- _Given information_:
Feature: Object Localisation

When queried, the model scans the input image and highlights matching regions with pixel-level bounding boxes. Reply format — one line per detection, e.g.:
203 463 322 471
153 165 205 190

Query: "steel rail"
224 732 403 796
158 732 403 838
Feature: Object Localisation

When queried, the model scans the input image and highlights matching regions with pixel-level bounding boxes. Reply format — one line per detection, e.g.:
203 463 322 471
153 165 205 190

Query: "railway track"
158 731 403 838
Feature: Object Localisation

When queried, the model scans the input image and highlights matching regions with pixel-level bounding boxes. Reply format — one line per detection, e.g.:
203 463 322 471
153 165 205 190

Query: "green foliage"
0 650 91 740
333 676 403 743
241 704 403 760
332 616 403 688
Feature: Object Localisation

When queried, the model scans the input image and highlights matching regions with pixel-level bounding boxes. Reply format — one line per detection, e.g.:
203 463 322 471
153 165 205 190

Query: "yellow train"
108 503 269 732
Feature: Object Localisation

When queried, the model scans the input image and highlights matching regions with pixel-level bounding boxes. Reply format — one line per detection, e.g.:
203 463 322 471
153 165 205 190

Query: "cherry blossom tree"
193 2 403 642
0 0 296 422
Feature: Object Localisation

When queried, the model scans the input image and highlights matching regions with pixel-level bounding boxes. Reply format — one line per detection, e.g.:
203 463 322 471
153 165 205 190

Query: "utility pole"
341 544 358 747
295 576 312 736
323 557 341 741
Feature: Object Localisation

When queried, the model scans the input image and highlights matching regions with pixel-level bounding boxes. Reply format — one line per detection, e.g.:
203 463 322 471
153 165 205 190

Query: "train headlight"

...

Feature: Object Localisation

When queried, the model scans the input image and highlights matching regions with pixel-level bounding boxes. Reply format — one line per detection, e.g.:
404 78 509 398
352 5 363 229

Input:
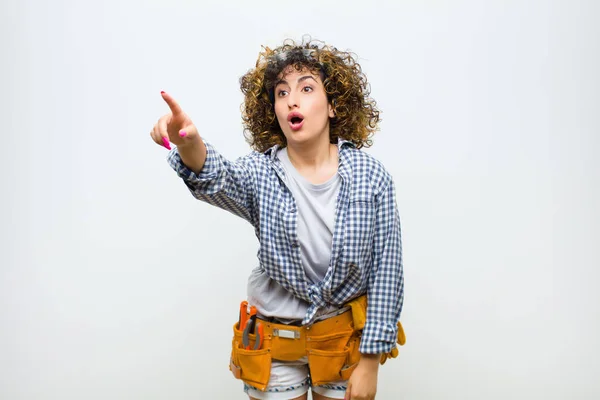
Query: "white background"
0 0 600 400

* * *

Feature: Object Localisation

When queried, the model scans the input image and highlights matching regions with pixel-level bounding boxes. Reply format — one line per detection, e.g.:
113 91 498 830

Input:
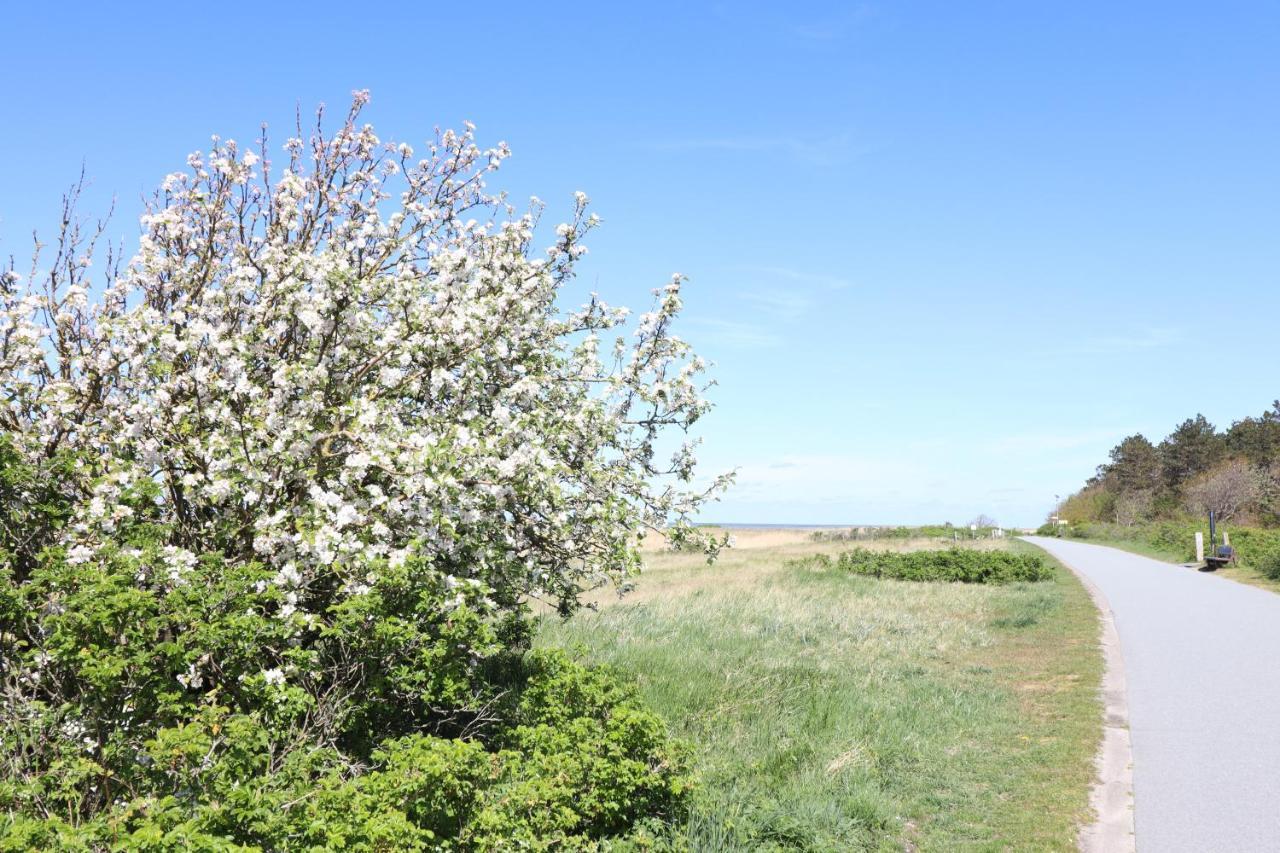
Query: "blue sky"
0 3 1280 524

- _Task to carry out_:
Select every line of the entries above that contains the string "train", treating uppercase and lowercase letters as different.

- _Final result_:
Query: "yellow train"
Query: "train headlight"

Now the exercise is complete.